------ DATASET ENTRIES ------

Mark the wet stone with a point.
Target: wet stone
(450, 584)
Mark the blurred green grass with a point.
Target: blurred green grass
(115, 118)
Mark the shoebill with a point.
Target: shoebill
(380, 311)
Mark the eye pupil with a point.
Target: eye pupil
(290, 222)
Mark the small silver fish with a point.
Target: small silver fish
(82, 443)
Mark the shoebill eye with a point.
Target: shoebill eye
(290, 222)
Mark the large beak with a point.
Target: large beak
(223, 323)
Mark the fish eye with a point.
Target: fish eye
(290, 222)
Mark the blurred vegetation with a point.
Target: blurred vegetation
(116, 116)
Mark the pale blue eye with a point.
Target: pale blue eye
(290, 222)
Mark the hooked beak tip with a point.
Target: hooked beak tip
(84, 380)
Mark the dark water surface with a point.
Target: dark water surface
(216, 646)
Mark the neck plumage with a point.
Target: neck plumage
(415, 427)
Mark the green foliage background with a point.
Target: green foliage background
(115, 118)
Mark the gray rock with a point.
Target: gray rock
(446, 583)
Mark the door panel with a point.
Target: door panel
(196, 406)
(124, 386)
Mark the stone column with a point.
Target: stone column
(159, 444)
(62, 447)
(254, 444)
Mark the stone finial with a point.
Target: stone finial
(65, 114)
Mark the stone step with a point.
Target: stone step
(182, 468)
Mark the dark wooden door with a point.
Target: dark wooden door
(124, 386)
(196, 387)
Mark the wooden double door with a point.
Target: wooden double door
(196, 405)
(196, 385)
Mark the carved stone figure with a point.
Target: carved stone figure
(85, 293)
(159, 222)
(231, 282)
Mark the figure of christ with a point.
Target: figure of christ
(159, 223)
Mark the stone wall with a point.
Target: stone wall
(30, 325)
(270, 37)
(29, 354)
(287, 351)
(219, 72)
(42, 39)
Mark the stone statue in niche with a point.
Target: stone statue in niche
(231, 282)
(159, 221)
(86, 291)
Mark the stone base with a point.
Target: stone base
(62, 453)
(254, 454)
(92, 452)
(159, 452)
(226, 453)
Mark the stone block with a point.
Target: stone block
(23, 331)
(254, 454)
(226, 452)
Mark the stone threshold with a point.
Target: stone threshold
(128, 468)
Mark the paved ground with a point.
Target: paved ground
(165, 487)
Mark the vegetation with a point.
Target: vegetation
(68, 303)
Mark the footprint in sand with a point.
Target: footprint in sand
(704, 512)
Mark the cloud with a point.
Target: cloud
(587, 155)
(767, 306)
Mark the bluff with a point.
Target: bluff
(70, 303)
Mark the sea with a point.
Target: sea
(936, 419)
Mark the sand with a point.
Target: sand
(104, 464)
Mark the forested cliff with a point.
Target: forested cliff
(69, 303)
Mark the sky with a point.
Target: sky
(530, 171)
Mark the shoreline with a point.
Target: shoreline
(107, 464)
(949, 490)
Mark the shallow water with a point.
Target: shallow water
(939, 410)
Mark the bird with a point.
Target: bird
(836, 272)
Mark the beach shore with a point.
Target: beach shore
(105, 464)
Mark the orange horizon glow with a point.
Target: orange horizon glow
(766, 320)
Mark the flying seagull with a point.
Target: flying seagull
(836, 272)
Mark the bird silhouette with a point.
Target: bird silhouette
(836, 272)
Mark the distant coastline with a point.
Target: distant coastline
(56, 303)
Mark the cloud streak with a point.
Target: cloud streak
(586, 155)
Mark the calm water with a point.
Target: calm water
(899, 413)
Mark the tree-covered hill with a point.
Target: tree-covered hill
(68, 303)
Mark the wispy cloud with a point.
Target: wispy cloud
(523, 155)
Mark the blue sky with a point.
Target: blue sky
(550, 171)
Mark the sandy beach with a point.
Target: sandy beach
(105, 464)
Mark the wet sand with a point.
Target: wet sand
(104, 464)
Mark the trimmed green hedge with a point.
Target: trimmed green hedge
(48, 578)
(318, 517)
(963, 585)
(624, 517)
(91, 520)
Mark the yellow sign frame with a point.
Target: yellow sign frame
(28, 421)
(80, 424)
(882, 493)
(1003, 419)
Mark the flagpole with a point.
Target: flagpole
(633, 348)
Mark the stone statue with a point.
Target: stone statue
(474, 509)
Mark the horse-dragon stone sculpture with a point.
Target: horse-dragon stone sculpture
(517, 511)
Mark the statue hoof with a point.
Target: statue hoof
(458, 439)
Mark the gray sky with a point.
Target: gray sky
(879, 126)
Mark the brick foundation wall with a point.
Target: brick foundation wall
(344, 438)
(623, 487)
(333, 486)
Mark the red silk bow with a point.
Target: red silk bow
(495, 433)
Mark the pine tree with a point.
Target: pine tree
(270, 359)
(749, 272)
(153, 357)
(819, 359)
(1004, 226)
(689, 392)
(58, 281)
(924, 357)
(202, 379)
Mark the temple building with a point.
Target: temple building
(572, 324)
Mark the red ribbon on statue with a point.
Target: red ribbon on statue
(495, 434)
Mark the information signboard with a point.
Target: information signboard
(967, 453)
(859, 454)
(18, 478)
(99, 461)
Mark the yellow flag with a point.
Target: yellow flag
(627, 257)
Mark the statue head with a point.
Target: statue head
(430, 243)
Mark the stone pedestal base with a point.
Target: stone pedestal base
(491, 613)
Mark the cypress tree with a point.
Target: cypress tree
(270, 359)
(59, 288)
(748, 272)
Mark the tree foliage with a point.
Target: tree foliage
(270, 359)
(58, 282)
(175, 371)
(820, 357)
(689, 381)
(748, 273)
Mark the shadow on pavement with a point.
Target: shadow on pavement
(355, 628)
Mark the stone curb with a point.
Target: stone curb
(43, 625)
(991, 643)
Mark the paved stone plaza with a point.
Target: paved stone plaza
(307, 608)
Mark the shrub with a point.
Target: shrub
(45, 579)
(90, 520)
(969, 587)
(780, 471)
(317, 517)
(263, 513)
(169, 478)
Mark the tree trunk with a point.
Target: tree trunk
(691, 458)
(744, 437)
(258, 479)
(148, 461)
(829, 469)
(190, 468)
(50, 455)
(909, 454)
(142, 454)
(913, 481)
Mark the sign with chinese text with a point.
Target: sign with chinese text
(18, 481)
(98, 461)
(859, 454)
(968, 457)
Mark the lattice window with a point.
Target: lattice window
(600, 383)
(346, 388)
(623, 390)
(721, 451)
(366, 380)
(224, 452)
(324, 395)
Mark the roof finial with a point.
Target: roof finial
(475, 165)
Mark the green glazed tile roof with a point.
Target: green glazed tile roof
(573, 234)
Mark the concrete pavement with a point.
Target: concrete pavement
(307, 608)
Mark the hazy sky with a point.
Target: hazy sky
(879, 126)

------

THE EXERCISE:
Can you print all of the records above again, unchanged and in the same order?

RESPONSE TO THE EXERCISE:
Mark the wet stone with a point.
Target: wet stone
(450, 584)
Mark the blurred green grass with a point.
Target: blurred green grass
(115, 118)
Mark the shoebill with a point.
Target: shoebill
(380, 311)
Mark the eye pupil with a point.
Target: eye pupil
(290, 222)
Mark the small silver fish with a point.
Target: small silver fish
(82, 443)
Mark the shoebill eye with a point.
Target: shoebill eye
(290, 222)
Mark the large beak with a point.
Target: large beak
(223, 323)
Mark the fish eye with a point.
Target: fish eye
(290, 222)
Mark the blurred vegetation with a point.
Target: blurred vegetation
(116, 116)
Mark the pale blue eye with a point.
Target: pale blue eye
(290, 222)
Mark the hooked beak tip with a point.
Target: hooked beak tip
(84, 380)
Mark the dark water surface with a point.
Target: dark water surface
(216, 646)
Mark the neck plumage with a point.
Target: neck plumage
(415, 427)
Mark the green foliage background with a point.
Target: green foliage background
(115, 118)
Mark the gray rock with a point.
Target: gray rock
(446, 583)
Mark the door panel with a point.
Target: door panel
(196, 406)
(124, 386)
Mark the stone column with a point.
Target: stone column
(159, 444)
(62, 447)
(254, 444)
Mark the stone finial with a point.
Target: stone finial
(65, 114)
Mark the stone step with a point.
Target: stone step
(182, 468)
Mark the dark wooden door with a point.
Target: dark wooden door
(124, 386)
(196, 387)
Mark the wooden double door with a point.
Target: wooden double door
(196, 405)
(196, 385)
Mark the carved stone figure with a point.
Target: carved stone figure
(85, 293)
(159, 222)
(231, 282)
Mark the figure of christ with a point.
Target: figure of christ
(159, 223)
Mark the stone wall with a point.
Target: stone wall
(30, 325)
(270, 37)
(29, 354)
(287, 351)
(219, 72)
(42, 39)
Mark the stone statue in niche with a point.
Target: stone statue in niche
(231, 282)
(159, 221)
(86, 291)
Mark the stone base with a point.
Target: stone base
(62, 453)
(254, 454)
(92, 452)
(159, 452)
(226, 453)
Mark the stone block with a point.
Target: stone block
(23, 331)
(254, 454)
(226, 452)
Mark the stone threshold with a point.
Target: stone threshold
(128, 468)
Mark the paved ground with a point.
Target: paved ground
(165, 487)
Mark the vegetation with a point.
Target: vegetation
(68, 303)
Mark the footprint in sand with a point.
Target: footprint in sand
(704, 512)
Mark the cloud with a point.
Target: cloud
(587, 155)
(767, 306)
Mark the bluff with a point.
Target: bluff
(70, 303)
Mark the sea with a point.
Target: sea
(936, 419)
Mark the sand with a point.
Target: sand
(104, 464)
Mark the forested cliff with a point.
Target: forested cliff
(69, 303)
Mark the sky with a point.
Target: sky
(530, 171)
Mark the shoreline with a point.
Target: shoreline
(107, 464)
(949, 490)
Mark the shallow water with a point.
Target: shallow water
(939, 410)
Mark the bird with a point.
Target: bird
(836, 272)
Mark the beach shore with a point.
Target: beach shore
(105, 464)
Mark the orange horizon glow with a point.
Target: orange horizon glow
(766, 320)
Mark the flying seagull with a point.
Target: flying seagull
(836, 272)
Mark the bird silhouette with a point.
Target: bird silhouette
(836, 272)
Mark the distant coastline with a point.
Target: distant coastline
(56, 303)
Mark the cloud streak with a point.
Target: cloud streak
(586, 155)
Mark the calm water with a point.
Target: calm water
(899, 413)
Mark the tree-covered hill with a point.
Target: tree-covered hill
(68, 303)
Mark the wispy cloud with a point.
Target: wispy cloud
(523, 155)
Mark the blue sky with a point.
Target: blue sky
(550, 171)
Mark the sandy beach with a point.
Target: sandy beach
(105, 464)
Mark the wet sand with a point.
Target: wet sand
(104, 464)
Mark the trimmed green hedge with a point.
Target: trimmed green hedge
(48, 578)
(318, 517)
(963, 585)
(624, 517)
(91, 520)
Mark the yellow sign frame with a point.
Target: yellow sign frame
(28, 421)
(80, 424)
(882, 493)
(1003, 419)
Mark the flagpole with a point.
Target: flagpole
(633, 348)
Mark the stone statue with a point.
Target: stone statue
(474, 509)
Mark the horse-dragon stone sculpture with a point.
Target: horse-dragon stone sculpture
(517, 511)
Mark the statue hoof with a point.
Target: statue hoof
(458, 439)
Mark the gray sky with a point.
Target: gray sky
(879, 126)
Mark the brick foundation wall with a point.
Target: brick foundation wall
(344, 438)
(623, 487)
(333, 486)
Mark the red silk bow with a point.
Target: red silk bow
(495, 433)
Mark the pine tree with a point.
Target: pine tree
(270, 359)
(749, 272)
(153, 357)
(819, 359)
(1004, 226)
(689, 392)
(58, 281)
(924, 357)
(202, 379)
Mark the temple building with a point.
Target: temple building
(572, 324)
Mark the red ribbon on statue with a point.
Target: red ribbon on statue
(495, 434)
Mark the information signboard with a point.
Target: information signboard
(967, 453)
(859, 454)
(18, 478)
(99, 461)
Mark the yellow flag with a point.
Target: yellow flag
(627, 257)
Mark the statue head with a point.
Target: statue head
(430, 243)
Mark the stone pedestal base with a point.
Target: stone pedestal base
(491, 613)
Mark the cypress tree with a point.
Target: cypress tree
(270, 359)
(59, 288)
(748, 272)
Mark the tree foliage with a point.
Target: tree foliage
(270, 359)
(58, 282)
(175, 371)
(820, 357)
(689, 381)
(748, 273)
Mark the shadow on pavement with a point.
Target: shadow on pavement
(355, 628)
Mark the stone curb with a point.
Target: stone curb
(43, 625)
(991, 643)
Mark the paved stone plaza with a point.
Target: paved stone plaza
(307, 608)
Mark the shrub with a point.
Target: shrub
(45, 579)
(90, 520)
(969, 587)
(780, 471)
(317, 517)
(263, 513)
(169, 478)
Mark the tree trunk with a point.
Target: tree trunk
(691, 458)
(744, 437)
(258, 479)
(148, 461)
(829, 469)
(190, 468)
(50, 455)
(909, 454)
(142, 454)
(913, 481)
Mark the sign with chinese text with a point.
Target: sign with chinese text
(18, 481)
(98, 461)
(859, 454)
(968, 457)
Mark the lattice window with a point.
Target: lattice window
(600, 383)
(346, 388)
(623, 390)
(721, 451)
(366, 380)
(224, 452)
(324, 395)
Mark the roof finial with a point.
Target: roof finial
(475, 165)
Mark the green glazed tile roof with a point.
Target: green glazed tile roof
(573, 234)
Mark the concrete pavement with a point.
Target: concrete pavement
(307, 608)
Mark the hazy sky with a point.
Target: hazy sky
(879, 126)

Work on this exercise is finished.